在 AWS EMR 步骤的代码中添加以下内容以确保步骤在出现错误时停止执行:
from __future__ import print_function
import sys
import boto3
# Set up the command to run on the cluster
command = "command-to-run"
# Run the command on the cluster
response = client.run_job_flow(
Name='job-name',
ReleaseLabel='emr-release',
Instances={
'InstanceGroups': [
{
'Name': 'Master nodes',
'Market': 'ON_DEMAND',
'InstanceRole': 'MASTER',
'InstanceType': 'm4.xlarge',
'InstanceCount': 1
},
{
'Name': 'Slave nodes',
'Market': 'SPOT',
'InstanceRole': 'CORE',
'InstanceType': 'm4.xlarge',
'InstanceCount': 3,
'BidPrice': '0.15'
}
],
'Ec2KeyName': 'key-pair',
'KeepJobFlowAliveWhenNoSteps': False, # set to False to stop the cluster when the steps are completed
'TerminationProtected': False,
'Ec2SubnetId': 'subnet-id'
},
Steps=[
{
'Name': 'job-step-name',
'ActionOnFailure': 'TERMINATE_JOB_FLOW', # stop the cluster if this step fails
'HadoopJarStep': {
'Jar': 'command-runner.jar',
'Args': [command]
}
}
],
VisibleToAllUsers=True,
JobFlowRole='EMR_EC2_DefaultRole',
ServiceRole='EMR_DefaultRole'
)

━━━

_练习题目_:
根据页面文本回答：
(a) 名为“Slave nodes”的实例组的 BidPrice 设为多少？
(b) 步骤的 ActionOnFailure 取什么值？
(c) JobFlowRole 被设为什么？
这些数据在本练习中用不到。

_定位与标注条目_:
━━━

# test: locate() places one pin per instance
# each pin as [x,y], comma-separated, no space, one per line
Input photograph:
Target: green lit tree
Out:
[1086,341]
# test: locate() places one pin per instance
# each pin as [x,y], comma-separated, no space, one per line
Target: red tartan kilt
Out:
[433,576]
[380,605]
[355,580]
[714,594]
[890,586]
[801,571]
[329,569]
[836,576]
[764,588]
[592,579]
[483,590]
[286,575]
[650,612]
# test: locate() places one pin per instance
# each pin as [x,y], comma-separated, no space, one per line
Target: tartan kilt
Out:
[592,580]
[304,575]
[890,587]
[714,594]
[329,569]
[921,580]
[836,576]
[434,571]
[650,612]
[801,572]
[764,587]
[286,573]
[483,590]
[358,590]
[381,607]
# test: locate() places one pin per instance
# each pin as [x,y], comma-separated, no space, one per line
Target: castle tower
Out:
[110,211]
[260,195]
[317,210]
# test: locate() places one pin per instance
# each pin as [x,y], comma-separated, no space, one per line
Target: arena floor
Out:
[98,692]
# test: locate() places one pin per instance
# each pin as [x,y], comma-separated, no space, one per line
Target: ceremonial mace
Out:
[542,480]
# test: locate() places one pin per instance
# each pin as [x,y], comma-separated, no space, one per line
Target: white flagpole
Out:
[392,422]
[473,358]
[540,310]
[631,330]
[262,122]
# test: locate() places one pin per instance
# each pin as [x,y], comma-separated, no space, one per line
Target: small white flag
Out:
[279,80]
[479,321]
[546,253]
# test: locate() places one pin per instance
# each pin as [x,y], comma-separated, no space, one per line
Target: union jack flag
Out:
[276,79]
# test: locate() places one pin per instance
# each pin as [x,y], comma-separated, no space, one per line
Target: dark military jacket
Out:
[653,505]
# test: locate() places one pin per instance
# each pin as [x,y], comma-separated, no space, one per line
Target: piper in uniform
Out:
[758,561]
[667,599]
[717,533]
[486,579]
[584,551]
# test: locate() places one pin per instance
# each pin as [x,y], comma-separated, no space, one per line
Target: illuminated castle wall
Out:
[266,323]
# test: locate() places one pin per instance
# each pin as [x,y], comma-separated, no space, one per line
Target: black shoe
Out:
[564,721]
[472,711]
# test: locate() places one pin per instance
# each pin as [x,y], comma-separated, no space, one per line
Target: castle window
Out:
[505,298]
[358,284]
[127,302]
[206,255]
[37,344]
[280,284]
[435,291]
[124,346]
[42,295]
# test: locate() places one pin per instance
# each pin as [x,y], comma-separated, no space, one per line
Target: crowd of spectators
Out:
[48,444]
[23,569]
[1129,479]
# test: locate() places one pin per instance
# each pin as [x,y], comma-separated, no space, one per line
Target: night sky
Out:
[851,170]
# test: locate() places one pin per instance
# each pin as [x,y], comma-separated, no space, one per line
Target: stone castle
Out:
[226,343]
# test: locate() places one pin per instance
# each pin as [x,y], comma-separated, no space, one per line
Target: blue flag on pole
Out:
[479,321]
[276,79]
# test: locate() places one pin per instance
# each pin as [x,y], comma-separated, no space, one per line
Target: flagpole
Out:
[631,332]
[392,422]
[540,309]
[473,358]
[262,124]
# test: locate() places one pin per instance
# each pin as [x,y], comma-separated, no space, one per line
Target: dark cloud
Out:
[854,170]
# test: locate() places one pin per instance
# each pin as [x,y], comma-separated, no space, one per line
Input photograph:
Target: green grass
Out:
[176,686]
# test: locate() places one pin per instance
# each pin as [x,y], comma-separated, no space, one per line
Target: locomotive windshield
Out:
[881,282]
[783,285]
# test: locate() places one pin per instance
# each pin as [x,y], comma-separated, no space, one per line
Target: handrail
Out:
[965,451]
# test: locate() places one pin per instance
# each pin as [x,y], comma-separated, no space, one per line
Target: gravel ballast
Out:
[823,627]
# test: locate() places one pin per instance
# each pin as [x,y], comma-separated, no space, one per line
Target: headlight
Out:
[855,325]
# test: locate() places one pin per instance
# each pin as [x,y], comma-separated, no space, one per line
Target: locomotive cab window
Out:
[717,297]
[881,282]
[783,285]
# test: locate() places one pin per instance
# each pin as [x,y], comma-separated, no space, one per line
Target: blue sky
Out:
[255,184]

━━━

_练习结果_:
(a) '0.15'
(b) 'TERMINATE_JOB_FLOW'
(c) 'EMR_EC2_DefaultRole'